EXCERPT PROVIDED:
- Origin: Madison, Wisconsin, U.S.
- Genres: Post-hardcore; art punk;
- Years active: 1990–1993
- Label: Dischord
- Past members: Arika Casebolt Chris Hamley Chris Thomson Reg Shrader Seth Lorinczi
- Website: Dischord website

= Circus Lupus =

American post-hardcore band

Circus Lupus was a post-hardcore band based in the area of Washington, D.C. The band originally formed in Madison, Wisconsin, where one-time Ignition and Soul Side bassist Chris Thomson met guitarist Chris Hamley and drummer Arika Casebolt while attending school. The name "Circus Lupus" comes from an SCTV sketch about "Circus Lupus, the Circus of Wolves", a mock TV commercial for an entirely wolf-filled traveling circus, with graphics of wolves on trapeze swings and other circus apparatus. Reg Shrader initially played bass with the band. He was replaced by Seth Lorinczi, as the band was making its transition from Madison to Washington.

SOURCE DATA:

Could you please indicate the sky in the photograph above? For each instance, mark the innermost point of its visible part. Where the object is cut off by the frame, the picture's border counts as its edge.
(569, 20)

JOBS:
[1] Answer these from the Circus Lupus profile, one line each:
(a) Which record label does the profile list?
(b) Whom did Chris Thomson meet while attending school in Madison?
(c) Who replaced Reg Shrader on bass?
[2] Extend the Circus Lupus profile, picking up right after its final sentence about Seth Lorinczi.

RESPONSES PER TASK:
[1]
(a) Dischord
(b) Guitarist Chris Hamley and drummer Arika Casebolt
(c) Seth Lorinczi

[2]
The band released two full-length albums and a seven-inch single on Dischord Records. The Super Genius LP (DIS63) was released in 1992, followed by the "Pop Man" with B-side "Pressure Point" single (DIS73; produced by Joan Jett) and Solid Brass LP (DIS79) in 1993. The band has also released material on the Cubist Production record label. Members of the band have participated in other projects, including work released on Chicago-based label Southern Records. One of these follow-up bands was Antimony, featuring Arika Casebolt on drums, Seth Lorinczi on bass, and Chris Hamley on guitar and vocals. They released a full-length album in 1995 on Double Deuce Records out of New York City. Chris Thomson and Chris Hamley later reunited to form the Dischord and Simple Machines Records band Monorchid. Seth Lorinczi moved to San Francisco in the 2000s, creating the band The Quails with Jen Smith and Julianna Bright and releasing three CDs.

==Members==
- Chris Thomson: vocals (1990–1993)
- Arika Casebolt: drums (1990–1993)
- Chris Hamley: guitar (1990–1993)
- Seth Lorinczi: bass (1991–1993)
- Reg Shrader: bass (1990–1991)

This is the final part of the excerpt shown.